> PASSAGE
..............................

Thank you all for the help, will try to respond with anything you need asap.

Please bear with my English, not my mother tongue

Best regards

Shwetha-Acharya commented 2 years ago

Could you please specify the python version as well

AltOscar commented 2 years ago

On master nodes (CentOS 7) default python OS python version is 2.7.5, but it has up to python 3.6 installed On slave nodes (Debian 11) default python version is 3.9.2

Could this be it despite of the fact that it did copy 8TB without much of an issue?

Shwetha-Acharya commented 2 years ago

Could this be it despite of the fact that it did copy 8TB without much of an issue?

We do not support a python2 and a python3 versions on slave and master. Please make sure you have same version on both and let us know if you still face any issue

AltOscar commented 2 years ago

Thank you for the quick response!

We changed python version on slave to match the one on master's.

..............................

> PROVIDED DATA

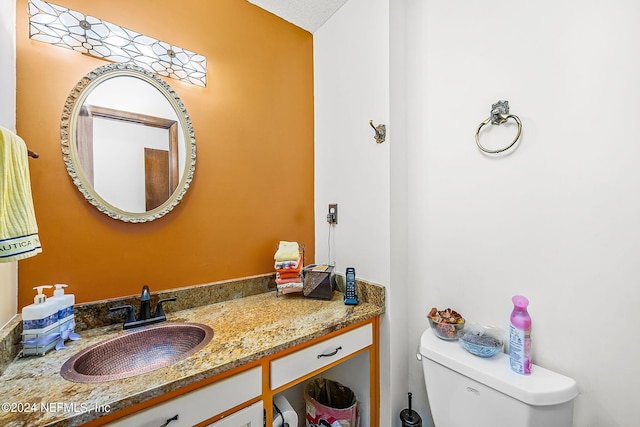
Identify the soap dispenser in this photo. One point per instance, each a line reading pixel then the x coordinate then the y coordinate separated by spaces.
pixel 40 327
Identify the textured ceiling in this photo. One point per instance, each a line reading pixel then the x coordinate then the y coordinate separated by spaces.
pixel 306 14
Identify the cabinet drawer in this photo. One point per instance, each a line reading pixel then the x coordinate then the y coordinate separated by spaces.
pixel 247 417
pixel 302 362
pixel 201 404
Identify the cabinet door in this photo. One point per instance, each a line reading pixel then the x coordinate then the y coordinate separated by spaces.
pixel 251 416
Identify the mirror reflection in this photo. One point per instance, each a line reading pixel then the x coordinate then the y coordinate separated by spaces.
pixel 129 144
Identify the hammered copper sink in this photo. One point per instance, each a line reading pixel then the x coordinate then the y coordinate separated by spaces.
pixel 136 352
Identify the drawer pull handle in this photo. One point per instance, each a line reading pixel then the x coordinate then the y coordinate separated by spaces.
pixel 175 417
pixel 333 353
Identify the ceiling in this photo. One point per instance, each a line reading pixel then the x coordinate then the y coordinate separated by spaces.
pixel 306 14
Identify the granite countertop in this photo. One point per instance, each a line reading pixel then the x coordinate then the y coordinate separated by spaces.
pixel 245 330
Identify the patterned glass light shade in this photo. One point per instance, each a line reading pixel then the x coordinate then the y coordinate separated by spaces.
pixel 70 29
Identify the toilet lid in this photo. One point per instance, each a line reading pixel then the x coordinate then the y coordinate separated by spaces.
pixel 542 388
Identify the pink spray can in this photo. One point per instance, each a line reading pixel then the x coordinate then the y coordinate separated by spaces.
pixel 520 336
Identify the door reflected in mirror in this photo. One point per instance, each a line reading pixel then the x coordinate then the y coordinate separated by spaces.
pixel 130 147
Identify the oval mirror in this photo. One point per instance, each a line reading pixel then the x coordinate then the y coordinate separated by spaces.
pixel 128 143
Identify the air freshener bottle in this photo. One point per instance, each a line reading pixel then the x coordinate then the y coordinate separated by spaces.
pixel 520 336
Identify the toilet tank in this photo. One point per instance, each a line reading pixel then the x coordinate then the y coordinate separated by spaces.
pixel 466 390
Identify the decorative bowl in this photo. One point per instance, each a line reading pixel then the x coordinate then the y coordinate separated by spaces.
pixel 446 330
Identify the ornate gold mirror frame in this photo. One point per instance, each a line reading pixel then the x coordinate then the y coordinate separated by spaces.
pixel 77 123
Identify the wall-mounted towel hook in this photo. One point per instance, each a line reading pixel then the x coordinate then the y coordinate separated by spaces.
pixel 381 132
pixel 499 115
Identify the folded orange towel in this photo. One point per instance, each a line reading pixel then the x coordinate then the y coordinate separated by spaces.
pixel 284 275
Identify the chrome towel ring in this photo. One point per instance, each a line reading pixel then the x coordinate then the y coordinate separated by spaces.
pixel 499 115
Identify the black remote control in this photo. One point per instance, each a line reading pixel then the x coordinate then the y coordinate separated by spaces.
pixel 350 297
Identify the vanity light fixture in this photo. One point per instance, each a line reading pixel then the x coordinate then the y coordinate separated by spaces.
pixel 70 29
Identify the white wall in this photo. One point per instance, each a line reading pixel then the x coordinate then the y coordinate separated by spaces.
pixel 556 220
pixel 8 271
pixel 352 72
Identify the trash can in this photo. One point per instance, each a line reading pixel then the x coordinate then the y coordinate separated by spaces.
pixel 330 404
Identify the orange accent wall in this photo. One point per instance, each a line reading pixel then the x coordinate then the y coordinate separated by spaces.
pixel 253 183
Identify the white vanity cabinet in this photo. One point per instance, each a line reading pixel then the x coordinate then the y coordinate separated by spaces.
pixel 253 416
pixel 349 356
pixel 204 403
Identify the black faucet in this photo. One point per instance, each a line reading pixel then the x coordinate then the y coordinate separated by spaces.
pixel 145 317
pixel 145 304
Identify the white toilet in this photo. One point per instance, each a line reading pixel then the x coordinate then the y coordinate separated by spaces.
pixel 469 391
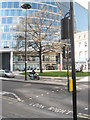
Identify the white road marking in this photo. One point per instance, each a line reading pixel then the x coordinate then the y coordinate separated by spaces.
pixel 3 93
pixel 69 112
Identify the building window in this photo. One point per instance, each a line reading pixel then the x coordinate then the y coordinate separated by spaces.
pixel 80 54
pixel 86 54
pixel 3 36
pixel 4 4
pixel 85 44
pixel 10 4
pixel 79 36
pixel 84 36
pixel 6 28
pixel 3 20
pixel 6 12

..............................

> LIST OF TASKS
1. In the thread, what is the default Python version on the slave nodes running Debian 11?
2. In the thread, why was the Python version on the slave nodes changed to match the master's? Answer in one to three sentences.

> REPLIES
1. Python 3.9.2.

2. Mixing Python 2 on one side and Python 3 on the other is not supported, so both master and slave need the same version. The master nodes defaulted to Python 2.7.5 and the slave nodes to Python 3.9.2.